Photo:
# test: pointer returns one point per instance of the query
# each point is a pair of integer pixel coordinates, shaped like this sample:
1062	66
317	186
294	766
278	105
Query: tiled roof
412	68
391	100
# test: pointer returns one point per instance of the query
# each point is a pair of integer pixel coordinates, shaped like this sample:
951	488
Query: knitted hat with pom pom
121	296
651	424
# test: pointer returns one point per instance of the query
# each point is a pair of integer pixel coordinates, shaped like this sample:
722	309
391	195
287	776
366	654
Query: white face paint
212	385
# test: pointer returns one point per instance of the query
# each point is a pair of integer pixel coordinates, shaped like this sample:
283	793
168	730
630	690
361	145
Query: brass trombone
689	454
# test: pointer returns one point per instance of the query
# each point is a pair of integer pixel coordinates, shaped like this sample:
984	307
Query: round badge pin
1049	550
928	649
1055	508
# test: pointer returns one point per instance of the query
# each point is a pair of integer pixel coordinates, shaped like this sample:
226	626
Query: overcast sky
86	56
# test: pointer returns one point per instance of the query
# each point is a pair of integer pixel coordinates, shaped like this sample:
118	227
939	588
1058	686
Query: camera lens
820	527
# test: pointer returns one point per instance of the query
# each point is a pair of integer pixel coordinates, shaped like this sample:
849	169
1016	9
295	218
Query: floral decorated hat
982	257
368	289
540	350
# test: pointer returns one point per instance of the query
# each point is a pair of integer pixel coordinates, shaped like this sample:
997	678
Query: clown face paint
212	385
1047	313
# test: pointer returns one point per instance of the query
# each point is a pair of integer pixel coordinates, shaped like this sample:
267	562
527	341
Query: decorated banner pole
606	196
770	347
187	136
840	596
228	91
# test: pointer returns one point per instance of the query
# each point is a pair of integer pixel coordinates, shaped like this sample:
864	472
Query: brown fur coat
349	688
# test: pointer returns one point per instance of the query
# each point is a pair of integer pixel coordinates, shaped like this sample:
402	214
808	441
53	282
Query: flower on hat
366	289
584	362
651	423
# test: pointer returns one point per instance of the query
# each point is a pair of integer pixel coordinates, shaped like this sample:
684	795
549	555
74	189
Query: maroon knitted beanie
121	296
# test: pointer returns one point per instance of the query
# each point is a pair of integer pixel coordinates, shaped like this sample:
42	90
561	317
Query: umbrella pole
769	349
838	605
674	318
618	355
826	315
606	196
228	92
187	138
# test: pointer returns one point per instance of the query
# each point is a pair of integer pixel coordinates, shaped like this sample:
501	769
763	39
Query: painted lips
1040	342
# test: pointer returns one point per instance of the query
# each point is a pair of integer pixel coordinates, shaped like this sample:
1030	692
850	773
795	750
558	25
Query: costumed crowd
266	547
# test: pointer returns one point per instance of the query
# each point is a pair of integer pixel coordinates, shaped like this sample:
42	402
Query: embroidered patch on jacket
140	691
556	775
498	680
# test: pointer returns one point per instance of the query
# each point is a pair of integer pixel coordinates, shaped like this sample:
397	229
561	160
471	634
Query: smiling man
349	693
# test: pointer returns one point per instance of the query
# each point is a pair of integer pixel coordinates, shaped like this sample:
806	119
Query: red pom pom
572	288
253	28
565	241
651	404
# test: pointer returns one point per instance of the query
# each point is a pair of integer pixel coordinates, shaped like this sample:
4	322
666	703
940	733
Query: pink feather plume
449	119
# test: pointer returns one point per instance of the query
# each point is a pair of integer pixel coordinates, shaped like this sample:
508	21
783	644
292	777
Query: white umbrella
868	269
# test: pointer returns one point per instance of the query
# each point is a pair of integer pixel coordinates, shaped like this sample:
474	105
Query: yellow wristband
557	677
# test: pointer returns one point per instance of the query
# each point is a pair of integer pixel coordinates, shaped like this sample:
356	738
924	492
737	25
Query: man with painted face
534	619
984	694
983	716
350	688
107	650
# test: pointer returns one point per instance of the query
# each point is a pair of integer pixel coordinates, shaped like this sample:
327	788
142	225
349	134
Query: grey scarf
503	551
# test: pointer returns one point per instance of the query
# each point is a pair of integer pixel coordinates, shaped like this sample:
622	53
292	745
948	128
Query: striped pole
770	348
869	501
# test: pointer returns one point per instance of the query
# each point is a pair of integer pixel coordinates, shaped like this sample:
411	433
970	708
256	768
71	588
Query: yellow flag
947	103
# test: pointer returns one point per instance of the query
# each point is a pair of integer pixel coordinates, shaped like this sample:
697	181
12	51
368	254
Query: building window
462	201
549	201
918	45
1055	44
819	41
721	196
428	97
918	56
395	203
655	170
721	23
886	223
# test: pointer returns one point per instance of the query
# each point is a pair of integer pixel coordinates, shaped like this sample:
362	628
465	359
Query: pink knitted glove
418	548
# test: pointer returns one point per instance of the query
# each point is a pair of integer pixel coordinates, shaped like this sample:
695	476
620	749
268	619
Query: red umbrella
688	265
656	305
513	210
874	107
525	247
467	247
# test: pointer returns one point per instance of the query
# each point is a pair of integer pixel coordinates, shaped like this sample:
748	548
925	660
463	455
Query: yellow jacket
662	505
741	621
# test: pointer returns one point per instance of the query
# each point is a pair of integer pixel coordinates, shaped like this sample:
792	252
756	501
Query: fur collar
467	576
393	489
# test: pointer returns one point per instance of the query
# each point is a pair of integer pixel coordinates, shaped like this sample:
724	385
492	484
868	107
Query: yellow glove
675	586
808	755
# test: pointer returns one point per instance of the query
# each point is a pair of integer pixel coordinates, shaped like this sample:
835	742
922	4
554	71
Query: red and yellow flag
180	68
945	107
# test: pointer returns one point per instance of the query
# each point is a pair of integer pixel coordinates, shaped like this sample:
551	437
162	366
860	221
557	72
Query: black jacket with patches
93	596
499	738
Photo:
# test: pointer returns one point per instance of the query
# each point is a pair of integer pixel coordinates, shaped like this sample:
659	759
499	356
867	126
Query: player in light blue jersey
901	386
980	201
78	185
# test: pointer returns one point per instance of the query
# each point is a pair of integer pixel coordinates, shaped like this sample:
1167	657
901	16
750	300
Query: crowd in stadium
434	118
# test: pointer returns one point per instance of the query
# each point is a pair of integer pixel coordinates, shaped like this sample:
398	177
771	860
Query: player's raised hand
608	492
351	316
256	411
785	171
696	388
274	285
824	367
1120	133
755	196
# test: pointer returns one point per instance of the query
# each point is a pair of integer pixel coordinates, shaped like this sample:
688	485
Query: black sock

**TASK STATEMENT:** Find each line in the records above that contains the string "knitted", and copy every such line in full.

**RESULT OF THIS TASK:**
Query: knitted hat with pom pom
Query: maroon knitted beanie
Query: pink knitted glove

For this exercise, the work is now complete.